→ **WHAT YOU SHOULD DO**: Please reproduce the listing below word for word, leaving every line unchanged.

(Pointing data excerpts)

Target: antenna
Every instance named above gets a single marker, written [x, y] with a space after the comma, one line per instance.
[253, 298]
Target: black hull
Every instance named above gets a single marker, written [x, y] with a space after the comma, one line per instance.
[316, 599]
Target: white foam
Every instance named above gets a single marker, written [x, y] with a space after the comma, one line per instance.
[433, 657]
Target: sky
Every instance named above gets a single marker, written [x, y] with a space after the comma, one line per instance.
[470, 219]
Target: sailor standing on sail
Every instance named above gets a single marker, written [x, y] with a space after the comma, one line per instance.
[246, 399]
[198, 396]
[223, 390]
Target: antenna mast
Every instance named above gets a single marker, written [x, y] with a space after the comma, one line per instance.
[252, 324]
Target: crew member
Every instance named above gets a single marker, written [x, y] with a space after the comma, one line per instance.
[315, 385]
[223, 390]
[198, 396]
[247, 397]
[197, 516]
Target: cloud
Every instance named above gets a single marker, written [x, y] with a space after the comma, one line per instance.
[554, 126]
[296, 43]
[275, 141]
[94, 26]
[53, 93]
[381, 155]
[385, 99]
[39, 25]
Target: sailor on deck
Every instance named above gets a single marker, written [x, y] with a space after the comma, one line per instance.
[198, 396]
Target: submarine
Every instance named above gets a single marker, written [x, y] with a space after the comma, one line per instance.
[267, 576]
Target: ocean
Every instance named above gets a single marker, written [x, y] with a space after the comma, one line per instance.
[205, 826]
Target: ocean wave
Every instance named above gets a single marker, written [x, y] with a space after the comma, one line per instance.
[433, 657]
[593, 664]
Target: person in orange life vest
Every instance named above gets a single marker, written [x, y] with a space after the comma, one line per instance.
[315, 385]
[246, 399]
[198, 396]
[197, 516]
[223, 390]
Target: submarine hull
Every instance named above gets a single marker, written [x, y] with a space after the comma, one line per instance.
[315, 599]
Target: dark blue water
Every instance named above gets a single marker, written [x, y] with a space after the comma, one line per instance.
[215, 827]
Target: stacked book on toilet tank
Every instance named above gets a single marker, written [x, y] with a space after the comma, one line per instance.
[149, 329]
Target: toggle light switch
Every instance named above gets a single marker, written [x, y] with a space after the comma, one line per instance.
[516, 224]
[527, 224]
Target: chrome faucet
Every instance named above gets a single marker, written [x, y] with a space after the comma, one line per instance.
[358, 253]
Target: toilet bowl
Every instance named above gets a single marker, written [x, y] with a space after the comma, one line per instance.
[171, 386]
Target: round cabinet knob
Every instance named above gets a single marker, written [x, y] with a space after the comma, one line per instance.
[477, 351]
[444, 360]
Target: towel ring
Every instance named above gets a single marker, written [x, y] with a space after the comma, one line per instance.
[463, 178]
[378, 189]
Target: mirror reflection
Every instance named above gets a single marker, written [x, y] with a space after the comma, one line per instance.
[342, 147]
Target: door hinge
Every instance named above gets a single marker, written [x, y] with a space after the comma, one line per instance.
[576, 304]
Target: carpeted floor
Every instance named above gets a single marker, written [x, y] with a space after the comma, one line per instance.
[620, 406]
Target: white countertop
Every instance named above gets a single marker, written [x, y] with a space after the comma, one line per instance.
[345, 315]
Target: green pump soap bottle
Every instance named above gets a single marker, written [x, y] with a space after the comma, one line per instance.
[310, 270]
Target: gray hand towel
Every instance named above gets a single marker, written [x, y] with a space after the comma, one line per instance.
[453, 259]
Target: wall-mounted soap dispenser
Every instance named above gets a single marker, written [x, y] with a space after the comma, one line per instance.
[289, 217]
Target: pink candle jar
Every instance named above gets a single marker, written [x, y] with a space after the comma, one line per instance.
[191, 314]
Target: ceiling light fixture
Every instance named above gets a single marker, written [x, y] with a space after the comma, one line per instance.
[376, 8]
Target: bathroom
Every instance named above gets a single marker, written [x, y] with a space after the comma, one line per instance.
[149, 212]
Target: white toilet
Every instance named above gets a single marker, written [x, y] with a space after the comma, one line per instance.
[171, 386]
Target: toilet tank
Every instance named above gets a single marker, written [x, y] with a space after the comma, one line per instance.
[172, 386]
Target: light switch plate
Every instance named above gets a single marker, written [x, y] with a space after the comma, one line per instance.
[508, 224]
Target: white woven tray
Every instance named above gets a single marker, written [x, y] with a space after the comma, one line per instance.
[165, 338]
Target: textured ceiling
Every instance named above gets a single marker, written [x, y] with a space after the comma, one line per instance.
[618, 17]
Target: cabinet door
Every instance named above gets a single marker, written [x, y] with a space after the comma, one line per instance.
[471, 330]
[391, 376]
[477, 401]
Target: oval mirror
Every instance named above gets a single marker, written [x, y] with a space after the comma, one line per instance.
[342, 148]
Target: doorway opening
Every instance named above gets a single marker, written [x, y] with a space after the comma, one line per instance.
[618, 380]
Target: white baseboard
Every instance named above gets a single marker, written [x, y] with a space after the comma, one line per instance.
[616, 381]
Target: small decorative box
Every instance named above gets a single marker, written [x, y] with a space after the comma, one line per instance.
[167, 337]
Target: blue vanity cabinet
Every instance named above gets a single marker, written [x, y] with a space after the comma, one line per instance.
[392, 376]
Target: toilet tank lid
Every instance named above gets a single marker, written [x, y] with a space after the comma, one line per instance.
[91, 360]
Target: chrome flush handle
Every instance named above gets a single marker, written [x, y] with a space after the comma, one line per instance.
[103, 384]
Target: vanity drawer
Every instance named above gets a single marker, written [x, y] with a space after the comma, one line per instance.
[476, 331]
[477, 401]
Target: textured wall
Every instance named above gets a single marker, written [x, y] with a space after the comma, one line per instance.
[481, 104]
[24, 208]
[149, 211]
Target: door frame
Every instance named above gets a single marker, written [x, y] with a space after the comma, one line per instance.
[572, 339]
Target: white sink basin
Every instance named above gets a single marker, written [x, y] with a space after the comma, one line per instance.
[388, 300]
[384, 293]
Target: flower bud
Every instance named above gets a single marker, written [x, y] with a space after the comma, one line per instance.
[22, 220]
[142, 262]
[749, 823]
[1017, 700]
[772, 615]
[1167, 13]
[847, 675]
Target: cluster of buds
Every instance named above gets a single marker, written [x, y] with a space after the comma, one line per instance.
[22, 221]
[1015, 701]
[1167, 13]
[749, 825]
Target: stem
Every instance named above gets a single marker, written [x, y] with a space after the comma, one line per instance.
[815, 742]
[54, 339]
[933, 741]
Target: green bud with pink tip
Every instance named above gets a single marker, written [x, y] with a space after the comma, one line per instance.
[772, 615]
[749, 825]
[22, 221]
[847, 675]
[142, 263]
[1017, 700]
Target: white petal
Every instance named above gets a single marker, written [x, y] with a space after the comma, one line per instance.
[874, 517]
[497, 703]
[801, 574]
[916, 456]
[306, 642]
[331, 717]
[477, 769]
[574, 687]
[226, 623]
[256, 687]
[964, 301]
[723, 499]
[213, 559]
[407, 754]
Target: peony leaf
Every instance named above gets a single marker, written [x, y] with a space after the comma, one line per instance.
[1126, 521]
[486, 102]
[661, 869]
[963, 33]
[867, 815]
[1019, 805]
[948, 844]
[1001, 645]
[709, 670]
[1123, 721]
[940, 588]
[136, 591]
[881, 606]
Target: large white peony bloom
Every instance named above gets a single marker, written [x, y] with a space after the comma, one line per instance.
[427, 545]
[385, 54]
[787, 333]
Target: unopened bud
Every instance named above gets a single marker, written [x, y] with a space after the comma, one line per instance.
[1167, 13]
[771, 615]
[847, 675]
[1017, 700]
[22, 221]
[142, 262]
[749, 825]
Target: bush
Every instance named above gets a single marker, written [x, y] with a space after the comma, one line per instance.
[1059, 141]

→ **RESULT FOR THIS TASK**:
Target: antenna
Every instance named above gets a single marker, written [x, y] with a space after the comma, one line per instance.
[253, 298]
Target: black hull
Every instance named above gets a single marker, written [x, y] with a space after the comma, one line per instance.
[316, 599]
Target: white foam
Every instance named above gets a single marker, written [x, y] with a space after the comma, one line per instance.
[433, 657]
Target: sky
Every instance named above gets a single marker, written [x, y] with a space after the comma, one line per instance.
[470, 219]
Target: sailor standing on sail
Every instance named above gets a single marker, written [x, y] with a space after the comma, one line per instance.
[246, 399]
[198, 396]
[223, 390]
Target: antenna mast
Every instance named above gets a single marker, written [x, y] with a space after the comma, one line per instance.
[252, 324]
Target: crew member
Every instance named above gets a single marker, written [x, y] with a space after the comma, one line per instance.
[315, 385]
[223, 390]
[198, 396]
[247, 397]
[197, 516]
Target: cloud
Every instance named above gets a single marker, written [x, y] with a space after the comma, one line per instance.
[554, 126]
[296, 43]
[275, 141]
[94, 26]
[53, 93]
[381, 155]
[385, 99]
[39, 25]
Target: sailor on deck
Every instance named above gets a single marker, written [x, y] with a space after the comma, one line per instance.
[198, 396]
Target: submarine
Every instance named above gets a single marker, written [x, y] with a space after the comma, one line per instance.
[267, 576]
Target: ocean
Every instance named above gets a single marker, written [x, y] with a space after the comma, one line per instance.
[205, 826]
Target: ocean wave
Every instance named above gets a single marker, written [x, y] with a space after the comma, one line per instance.
[433, 657]
[593, 664]
Target: person in orange life vest
Every instance named above gets a single marker, written [x, y] with a space after the comma, one line per instance.
[315, 385]
[246, 399]
[198, 396]
[197, 516]
[223, 390]
Target: submarine hull
Every instance named above gets a single marker, written [x, y] with a space after the comma, one line per instance.
[315, 599]
Target: dark blue water
Every instance named above gets a single marker, written [x, y] with a space after the comma, one line per instance.
[215, 827]
Target: stacked book on toilet tank
Every instance named above gets a single marker, written [x, y] with a space after the comma, one line per instance.
[149, 329]
Target: toggle light switch
Every instance named above gets a single marker, written [x, y] with a space after the comma, one line per instance.
[516, 224]
[527, 224]
Target: chrome faucet
Every instance named above gets a single marker, written [x, y] with a space after the comma, one line per instance.
[358, 253]
Target: toilet bowl
Every instance named above gets a single marker, written [x, y] with a space after the comma, one line per instance.
[171, 386]
Target: round cabinet knob
Every instance named above gets a single marker, written [x, y] with a space after the comma, one line per instance.
[477, 351]
[444, 360]
Target: towel ring
Every instance named above gets a single marker, written [x, y] with a space after the comma, one line per instance.
[463, 178]
[378, 189]
Target: mirror reflection
Every instance named above gets a single marker, written [x, y] with a space after the comma, one line per instance.
[342, 147]
Target: door hinge
Every instance named above gets a single marker, written [x, y] with a space after the comma, one line per instance.
[576, 304]
Target: carpeted floor
Every instance named above gets a single marker, written [x, y] with a space after the comma, one line per instance.
[620, 406]
Target: white countertop
Every instance named above gets a single marker, written [x, y] with a space after the comma, one line per instance.
[345, 315]
Target: green pump soap bottle
Every instance named above gets a single marker, written [x, y] with a space after the comma, one line per instance.
[310, 270]
Target: gray hand towel
Every instance named above gets a single marker, written [x, y] with a space after the comma, one line per instance.
[453, 259]
Target: wall-mounted soap dispenser
Every instance named above gets a single marker, written [x, y] with a space after the comma, one line per instance.
[289, 217]
Target: pink candle jar
Every instance named above gets a single marker, written [x, y] with a space after the comma, one line per instance.
[191, 314]
Target: ceiling light fixture
Every instance named above gets a single marker, written [x, y] with a space after the comma, one line per instance.
[376, 8]
Target: bathroom
Every instance named above gets a single marker, written [x, y] with a space after the comma, one line per instance.
[149, 212]
Target: white toilet
Every instance named above gets a single marker, written [x, y] with a space after the comma, one line per instance.
[171, 386]
Target: toilet tank
Every instance named above gets a single marker, written [x, y] with a space after the comma, one line per instance.
[172, 386]
Target: light switch plate
Every instance named above gets a single marker, written [x, y] with a space after the comma, one line per instance.
[508, 224]
Target: white woven tray
Every instance named above gets a single marker, written [x, y] with a space after the comma, one line per instance.
[165, 338]
Target: textured ceiling
Every instance named above gets a single marker, written [x, y] with a space after the comma, one line per instance.
[618, 17]
Target: cabinet door
Every instance named above gets a single marker, written [x, y] with a space after the comma, one line per instance.
[471, 330]
[391, 376]
[477, 401]
Target: oval mirror
Every instance named above gets a single marker, written [x, y] with a space after the comma, one line per instance.
[342, 148]
Target: doorway opening
Every instance named above gets a single marker, written [x, y] with a space after the comma, one line per instance.
[618, 380]
Target: white baseboard
Every instance named above gets a single marker, written [x, y] with a space after the comma, one line per instance.
[616, 381]
Target: small decorative box
Every instance named above gets a single marker, written [x, y] with a space after the comma, one line per instance.
[167, 337]
Target: blue vanity cabinet
Every instance named above gets a single marker, written [x, y] with a space after the comma, one line per instance.
[392, 376]
Target: toilet tank lid
Every instance named above gets a single marker, written [x, y] with a space after the comma, one line per instance.
[91, 360]
Target: chrome flush handle
Every instance named above gets a single marker, written [x, y] with a space after the comma, one line per instance.
[103, 384]
Target: vanity drawer
Every instance named above gets a single marker, written [x, y] with a space after the comma, one line per instance.
[476, 331]
[477, 401]
Target: textured wall
Every instance named above gets a single marker, written [x, y] with a space after the comma, one line per instance.
[481, 104]
[24, 208]
[149, 211]
Target: door frame
Every instance named above gets a single marker, written [x, y] with a space after the comma, one line per instance.
[572, 339]
Target: white sink basin
Every instance named above gets a single marker, written [x, y] with a space after the comma, one line per instance.
[388, 300]
[384, 293]
Target: flower bud
Every instance named above gets a single marker, written [x, y] with a space after the comma, one line per instance.
[22, 220]
[142, 262]
[749, 823]
[1017, 700]
[772, 615]
[1167, 13]
[847, 675]
Target: cluster of buds
Every instance named above gets a single marker, written [x, y] with a space after the comma, one line per instance.
[22, 221]
[1015, 701]
[1167, 13]
[749, 825]
Target: stem
Every instance named above gets a single marker, written [x, y] with a space after the comma, one line per instance.
[815, 742]
[54, 339]
[933, 741]
Target: green bud with pink tip
Every instance named above gets a single marker, written [x, y] with a space after the comma, one line per instance.
[772, 615]
[749, 825]
[22, 221]
[847, 675]
[142, 263]
[1017, 700]
Target: white petal
Every instance named above gets a single marker, written [x, y] with a space after the comma, one line per instance.
[874, 517]
[497, 703]
[801, 574]
[916, 456]
[306, 642]
[331, 717]
[477, 769]
[574, 687]
[226, 623]
[256, 687]
[964, 301]
[723, 499]
[213, 559]
[407, 754]
Target: peony leaf
Every instance named above gets a single marker, written [x, y] with a space after the comma, one line per instance.
[1126, 521]
[486, 102]
[661, 869]
[963, 33]
[867, 815]
[1019, 805]
[948, 844]
[1001, 645]
[709, 670]
[1123, 721]
[940, 588]
[136, 591]
[881, 606]
Target: large white peony bloom
Every instance named above gets a single marker, written [x, y] with a space after the comma, one line per instance.
[427, 545]
[385, 54]
[787, 333]
Target: unopened bud
Every instance named above gets a single marker, written [x, y] with a space after the comma, one line per instance.
[1167, 13]
[771, 615]
[847, 675]
[1017, 700]
[22, 221]
[142, 262]
[749, 825]
Target: bush
Every instance named above gets a single marker, written [x, y] with a space after the comma, one line per instance.
[1059, 141]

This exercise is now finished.